YOUR ASSIGNMENT: In the data below, find each line that contains the word "path" and copy it.

##### SOURCE MATERIAL #####

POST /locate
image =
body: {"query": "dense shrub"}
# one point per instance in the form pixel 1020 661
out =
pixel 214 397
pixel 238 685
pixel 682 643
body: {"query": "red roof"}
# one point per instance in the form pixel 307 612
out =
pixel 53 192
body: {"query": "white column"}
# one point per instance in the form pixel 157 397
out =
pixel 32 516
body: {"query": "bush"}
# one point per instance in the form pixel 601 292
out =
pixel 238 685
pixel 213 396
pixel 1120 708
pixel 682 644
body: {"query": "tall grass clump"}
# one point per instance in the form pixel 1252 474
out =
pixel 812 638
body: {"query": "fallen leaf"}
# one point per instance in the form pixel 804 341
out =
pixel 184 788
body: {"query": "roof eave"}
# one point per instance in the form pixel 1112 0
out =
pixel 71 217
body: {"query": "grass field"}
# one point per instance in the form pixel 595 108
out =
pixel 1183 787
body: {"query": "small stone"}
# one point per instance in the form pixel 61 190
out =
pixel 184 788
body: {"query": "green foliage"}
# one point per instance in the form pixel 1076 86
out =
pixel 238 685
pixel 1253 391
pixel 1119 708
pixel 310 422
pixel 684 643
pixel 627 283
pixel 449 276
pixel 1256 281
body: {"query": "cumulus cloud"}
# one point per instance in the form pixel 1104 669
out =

#####
##### SOURCE MATERIAL #####

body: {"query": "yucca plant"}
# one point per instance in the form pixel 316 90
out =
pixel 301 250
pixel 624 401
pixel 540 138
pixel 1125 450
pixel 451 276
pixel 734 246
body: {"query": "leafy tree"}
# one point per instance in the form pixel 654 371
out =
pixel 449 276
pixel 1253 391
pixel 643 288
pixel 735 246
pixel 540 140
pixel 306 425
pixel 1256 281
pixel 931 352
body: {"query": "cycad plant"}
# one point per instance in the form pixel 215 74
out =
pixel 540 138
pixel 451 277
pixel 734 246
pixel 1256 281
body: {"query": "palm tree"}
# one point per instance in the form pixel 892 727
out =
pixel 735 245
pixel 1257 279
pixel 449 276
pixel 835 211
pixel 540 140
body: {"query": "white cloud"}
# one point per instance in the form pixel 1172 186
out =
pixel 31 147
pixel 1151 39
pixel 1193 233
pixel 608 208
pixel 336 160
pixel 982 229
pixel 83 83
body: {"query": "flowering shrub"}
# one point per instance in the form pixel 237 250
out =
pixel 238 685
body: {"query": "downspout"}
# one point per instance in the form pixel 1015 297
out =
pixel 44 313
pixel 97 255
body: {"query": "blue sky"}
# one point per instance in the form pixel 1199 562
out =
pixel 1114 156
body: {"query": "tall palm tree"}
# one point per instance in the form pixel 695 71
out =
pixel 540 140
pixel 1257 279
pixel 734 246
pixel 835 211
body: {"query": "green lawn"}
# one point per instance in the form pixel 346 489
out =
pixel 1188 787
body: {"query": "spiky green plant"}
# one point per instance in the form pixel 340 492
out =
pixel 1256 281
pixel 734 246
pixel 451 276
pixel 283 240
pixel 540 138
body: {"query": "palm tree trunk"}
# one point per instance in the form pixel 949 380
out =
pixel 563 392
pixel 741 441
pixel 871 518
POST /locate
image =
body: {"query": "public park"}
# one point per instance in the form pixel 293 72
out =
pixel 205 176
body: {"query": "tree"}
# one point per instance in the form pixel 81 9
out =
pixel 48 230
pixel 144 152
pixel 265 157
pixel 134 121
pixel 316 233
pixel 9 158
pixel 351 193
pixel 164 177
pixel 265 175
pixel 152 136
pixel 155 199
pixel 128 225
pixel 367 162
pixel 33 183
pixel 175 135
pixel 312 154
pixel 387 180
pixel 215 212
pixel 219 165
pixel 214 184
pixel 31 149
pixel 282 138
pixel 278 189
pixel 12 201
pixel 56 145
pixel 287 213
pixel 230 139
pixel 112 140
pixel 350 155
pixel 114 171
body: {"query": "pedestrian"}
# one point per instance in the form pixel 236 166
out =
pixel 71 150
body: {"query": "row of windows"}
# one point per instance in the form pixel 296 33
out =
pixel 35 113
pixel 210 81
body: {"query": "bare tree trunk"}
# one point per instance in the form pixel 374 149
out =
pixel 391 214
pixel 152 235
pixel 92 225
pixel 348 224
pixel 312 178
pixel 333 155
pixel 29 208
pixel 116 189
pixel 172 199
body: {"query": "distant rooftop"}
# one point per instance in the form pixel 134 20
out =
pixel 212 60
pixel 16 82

#####
##### SOURCE MATERIAL #####

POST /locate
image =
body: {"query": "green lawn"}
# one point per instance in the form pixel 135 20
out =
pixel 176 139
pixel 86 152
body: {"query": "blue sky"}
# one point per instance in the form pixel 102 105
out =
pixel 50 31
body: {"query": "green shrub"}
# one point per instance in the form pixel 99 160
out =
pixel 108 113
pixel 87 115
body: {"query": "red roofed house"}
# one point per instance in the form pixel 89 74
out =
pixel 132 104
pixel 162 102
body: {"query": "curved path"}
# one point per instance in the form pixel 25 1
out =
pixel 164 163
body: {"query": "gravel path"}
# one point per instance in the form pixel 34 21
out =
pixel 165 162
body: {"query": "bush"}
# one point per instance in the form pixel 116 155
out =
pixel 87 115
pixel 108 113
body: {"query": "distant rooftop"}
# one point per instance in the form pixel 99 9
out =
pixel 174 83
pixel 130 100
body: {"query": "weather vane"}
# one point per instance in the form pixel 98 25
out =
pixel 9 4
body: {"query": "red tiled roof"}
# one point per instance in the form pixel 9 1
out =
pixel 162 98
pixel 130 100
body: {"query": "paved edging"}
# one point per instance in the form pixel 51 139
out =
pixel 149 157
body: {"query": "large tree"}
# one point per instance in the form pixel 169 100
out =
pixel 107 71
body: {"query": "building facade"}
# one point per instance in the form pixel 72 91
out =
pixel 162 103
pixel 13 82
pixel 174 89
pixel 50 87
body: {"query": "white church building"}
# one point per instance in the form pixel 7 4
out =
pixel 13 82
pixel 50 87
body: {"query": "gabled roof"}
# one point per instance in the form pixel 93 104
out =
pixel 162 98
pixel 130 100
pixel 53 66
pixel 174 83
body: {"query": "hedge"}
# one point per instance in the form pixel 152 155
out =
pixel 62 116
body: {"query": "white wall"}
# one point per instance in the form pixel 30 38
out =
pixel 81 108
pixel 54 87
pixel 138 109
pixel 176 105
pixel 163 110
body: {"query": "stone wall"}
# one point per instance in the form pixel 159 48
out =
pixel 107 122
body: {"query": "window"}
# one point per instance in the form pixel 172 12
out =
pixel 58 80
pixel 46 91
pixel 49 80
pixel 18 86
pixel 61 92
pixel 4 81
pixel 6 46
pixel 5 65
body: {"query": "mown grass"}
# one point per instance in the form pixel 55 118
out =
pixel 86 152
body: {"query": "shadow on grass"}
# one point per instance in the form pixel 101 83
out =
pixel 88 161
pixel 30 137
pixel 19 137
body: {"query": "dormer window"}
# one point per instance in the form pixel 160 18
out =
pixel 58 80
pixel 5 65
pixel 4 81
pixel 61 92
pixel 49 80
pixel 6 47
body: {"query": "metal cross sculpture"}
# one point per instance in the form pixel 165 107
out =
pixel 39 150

#####

OUTPUT FOR THIS EXERCISE:
body: {"query": "curved path"}
body: {"query": "gravel path"}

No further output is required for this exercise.